What you are asked to do:
Print each record below exactly as it appears.

Extracted information:
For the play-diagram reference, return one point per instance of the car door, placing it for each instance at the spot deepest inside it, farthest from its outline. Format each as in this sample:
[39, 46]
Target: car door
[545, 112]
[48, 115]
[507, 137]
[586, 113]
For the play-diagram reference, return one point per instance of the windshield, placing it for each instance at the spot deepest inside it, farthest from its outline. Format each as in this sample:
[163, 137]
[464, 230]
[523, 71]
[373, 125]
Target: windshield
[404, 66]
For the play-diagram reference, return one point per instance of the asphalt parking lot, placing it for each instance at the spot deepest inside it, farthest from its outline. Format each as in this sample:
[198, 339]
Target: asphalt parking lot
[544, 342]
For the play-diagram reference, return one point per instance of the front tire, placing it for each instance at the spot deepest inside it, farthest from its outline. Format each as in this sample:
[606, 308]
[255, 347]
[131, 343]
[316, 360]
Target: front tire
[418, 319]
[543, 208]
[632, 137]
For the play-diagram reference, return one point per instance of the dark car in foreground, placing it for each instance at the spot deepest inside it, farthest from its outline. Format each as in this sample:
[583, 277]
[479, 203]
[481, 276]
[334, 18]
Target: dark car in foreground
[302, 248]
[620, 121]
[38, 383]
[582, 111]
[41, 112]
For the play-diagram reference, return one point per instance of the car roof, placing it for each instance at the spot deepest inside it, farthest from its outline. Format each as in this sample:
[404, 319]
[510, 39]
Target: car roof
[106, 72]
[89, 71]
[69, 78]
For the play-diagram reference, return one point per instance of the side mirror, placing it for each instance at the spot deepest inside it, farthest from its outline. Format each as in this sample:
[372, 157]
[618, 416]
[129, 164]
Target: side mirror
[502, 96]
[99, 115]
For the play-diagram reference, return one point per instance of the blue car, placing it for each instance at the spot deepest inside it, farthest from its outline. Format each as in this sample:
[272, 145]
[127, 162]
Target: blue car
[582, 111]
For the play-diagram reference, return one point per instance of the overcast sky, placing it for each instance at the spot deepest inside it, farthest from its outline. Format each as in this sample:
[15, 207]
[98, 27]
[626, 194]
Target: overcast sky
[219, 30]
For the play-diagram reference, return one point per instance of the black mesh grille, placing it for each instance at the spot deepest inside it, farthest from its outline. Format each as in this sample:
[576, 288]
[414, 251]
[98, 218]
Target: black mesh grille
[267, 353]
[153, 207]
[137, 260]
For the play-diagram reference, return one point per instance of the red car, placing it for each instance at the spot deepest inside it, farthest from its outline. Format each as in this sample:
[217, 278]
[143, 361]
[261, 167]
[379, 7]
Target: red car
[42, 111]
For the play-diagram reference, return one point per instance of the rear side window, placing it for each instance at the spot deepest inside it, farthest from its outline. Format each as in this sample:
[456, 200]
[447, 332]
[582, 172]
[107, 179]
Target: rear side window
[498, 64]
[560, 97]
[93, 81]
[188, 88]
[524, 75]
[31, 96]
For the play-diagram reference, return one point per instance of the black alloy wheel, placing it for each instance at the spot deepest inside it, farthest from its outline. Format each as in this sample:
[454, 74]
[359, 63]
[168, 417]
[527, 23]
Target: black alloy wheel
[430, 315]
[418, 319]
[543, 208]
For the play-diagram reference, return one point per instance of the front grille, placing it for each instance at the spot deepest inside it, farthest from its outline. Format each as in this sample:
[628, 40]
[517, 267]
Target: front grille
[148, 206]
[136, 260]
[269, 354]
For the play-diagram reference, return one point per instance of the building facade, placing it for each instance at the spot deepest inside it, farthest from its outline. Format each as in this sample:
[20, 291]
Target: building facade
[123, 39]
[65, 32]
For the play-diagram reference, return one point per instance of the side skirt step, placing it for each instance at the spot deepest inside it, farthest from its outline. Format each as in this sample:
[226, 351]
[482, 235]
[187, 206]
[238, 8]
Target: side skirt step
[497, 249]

Answer section:
For the play-diagram reference, return one point per instance of the car door, placing it for each instance at the spot deepest inside it, farthest from its outline. Format each as in this sample:
[39, 46]
Target: car door
[545, 112]
[48, 115]
[507, 137]
[586, 113]
For the play-diagram reference, return one point per instance of the windshield, placing it for each instance at the spot deepest inside it, farthest from its outline. Format each as in this sample:
[163, 137]
[464, 230]
[523, 71]
[373, 125]
Target: windshield
[404, 66]
For the play-diagram reference, return one point per instance of the asphalt parking lot, placing it for each instance at the spot deepest inside it, farthest from its outline. Format each as in this sample:
[198, 339]
Target: asphalt parking lot
[544, 342]
For the play-diagram reference, return one point per instance of the front tire, placing it for each instance at the spot deepest inside it, farthest from its outline. Format each as in this sample:
[606, 308]
[255, 347]
[131, 343]
[316, 360]
Target: front tire
[418, 319]
[543, 208]
[632, 137]
For the play-diagram reference, return one point per instance of the dark car in foreground, placing it for each instance at the spot deepest inside it, farthest from its outline. Format each as in this sample:
[583, 277]
[479, 203]
[481, 276]
[334, 18]
Target: dark car in foreground
[302, 248]
[620, 121]
[38, 383]
[582, 111]
[41, 112]
For the play-diagram reference, return one point per instance of the car roof, placing it for each instance at the spot deepest inside it, farthest from its outline. Format each as in this sample:
[404, 319]
[510, 39]
Target: car roof
[106, 72]
[89, 71]
[69, 78]
For the play-diagram reference, return one point per instance of the side mirror, placing it for each instance at the spot deepest inside it, farthest from its outline. Format each as in this sample:
[372, 157]
[618, 416]
[129, 164]
Target: side mirror
[502, 96]
[99, 115]
For the play-diagram reference, return one point per instance of the blue car, placing it for each instance at the spot deepest inside it, farthest from its outline. Format each as in this sample:
[272, 145]
[127, 162]
Target: blue car
[582, 111]
For the play-diagram reference, return one point per instance of the overcast sky, placing it for each instance at the spot deepest inside it, farthest from its outline. Format each as in this sample:
[15, 207]
[98, 27]
[626, 194]
Target: overcast sky
[219, 30]
For the play-diagram reference, return one point per instance of the black mesh grille, placing it for each instance at the spot deepest inside it, farthest from its outline. Format each as in this sample:
[576, 288]
[414, 251]
[98, 218]
Target: black mesh grille
[267, 353]
[153, 207]
[137, 260]
For the play-diagram reference, return one point per instance of the red car, placing it for each instance at the spot deepest inside it, farthest from its outline. Format each as in this sample:
[217, 278]
[143, 361]
[261, 167]
[379, 7]
Target: red car
[42, 111]
For the play-diagram reference, return one point per instance of the rear side window, placing it for each instance at the spot deepest inside it, farthest from its outline. Format each as in this sample:
[456, 200]
[447, 332]
[582, 172]
[107, 179]
Target: rear side window
[498, 64]
[560, 97]
[93, 81]
[188, 88]
[524, 75]
[31, 96]
For the play-diagram reference, return one point per instance of the black alloy wheel, placing it for each instance at the spot deepest inside it, farthest from its outline. Format each as in this sample:
[454, 74]
[359, 63]
[168, 417]
[527, 23]
Target: black alloy wheel
[430, 315]
[418, 319]
[543, 208]
For the play-diagram reference, return one point per instance of the front grille, placing it for each instance at the spot deepest inside it, farthest from its outline. Format each as in this sample:
[628, 40]
[517, 267]
Target: front grille
[148, 206]
[136, 260]
[269, 354]
For the play-diagram reference, return one point per instance of the building facade, placing it for each instance at the spot deepest inside it, farthest from its outline. Format each as in this sample:
[20, 291]
Target: building facade
[123, 39]
[65, 32]
For the play-diagram reference, return one point per instance of the side skirt step, placing it for each instance at the spot deepest inside it, farthest from its outline. Format each as in this sample:
[226, 351]
[482, 235]
[187, 206]
[238, 8]
Target: side skirt step
[497, 249]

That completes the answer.